→ **PROBLEM SET**:
1 - Please list every judge named on the panel in the case record.
2 - According to the case record, what property was involved in the failed real estate transaction?

-- Start of DOCUMENT PASSAGE --

Case Name: FOSTER, Plaintiff, v. MILLER, Appellant, BALL, et ux, Respondents
Court: Oregon Court of Appeals
Jurisdiction: Oregon
Decision Date: 1979-04-30
Citations: 39 Or. App. 891
Docket Number: No. 37-723, CA 10724
Parties: FOSTER, Plaintiff, v. MILLER, Appellant, BALL, et ux, Respondents.
Judges: Before Schwab, Chief Judge, and Thornton, Lee and Gillette, Judges.
Reporter: Oregon Reports, Court of Appeals
Volume: 39
Pages: 891–894

Head Matter:
Argued February 23,
affirmed April 30,
reconsideration denied June 12,
petition for review denied June 26, 1979, 287 Or 1
FOSTER, Plaintiff, v. MILLER, Appellant, BALL, et ux, Respondents.
(No. 37-723, CA 10724)
593 P2d 1289
Marvin D. Bowen, Tigard, argued the cause and filed the brief for appellant.
F. Gordon Allen, Beaverton, argued the cause for respondents. With him on the brief was Bolliger, Hampton & Tarlow, P.C., Beaverton.
Before Schwab, Chief Judge, and Thornton, Lee and Gillette, Judges.
THORNTON, J.

Opinion:
THORNTON, J.
This appeal involves an interpleader proceeding brought to resolve a dispute over who is entitled to an earnest money payment of $10,000 deposited in an abortive real estate transaction. The transaction involved a motel in Beaverton.

-- End of DOCUMENT PASSAGE --
-- Start of GIVEN DATA --

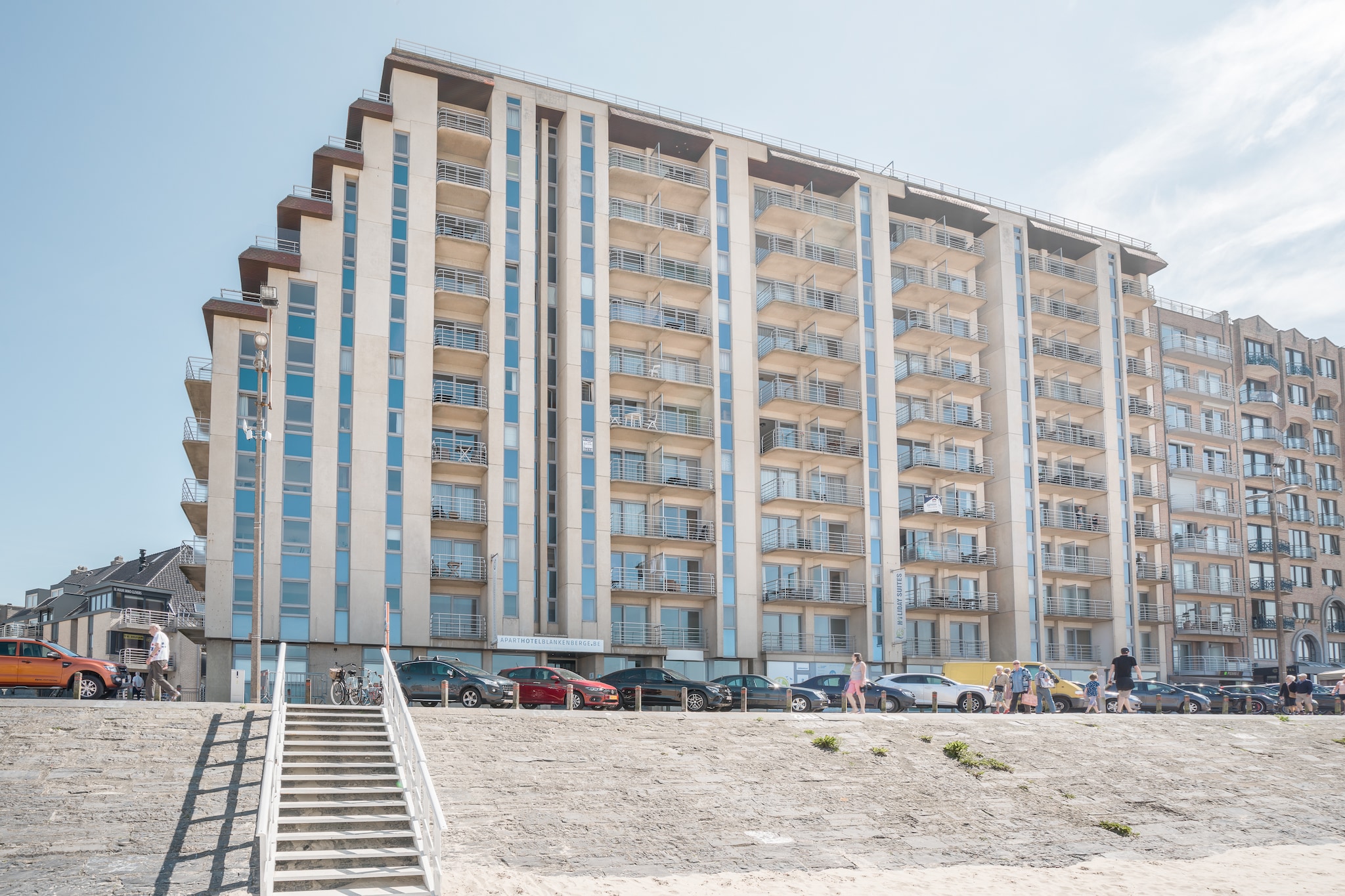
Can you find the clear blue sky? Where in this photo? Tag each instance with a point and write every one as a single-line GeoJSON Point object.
{"type": "Point", "coordinates": [147, 144]}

-- End of GIVEN DATA --

→ **RESPONSES BY TASK**:
1 - Schwab (Chief Judge), Thornton, Lee, Gillette

2 - A motel in Beaverton.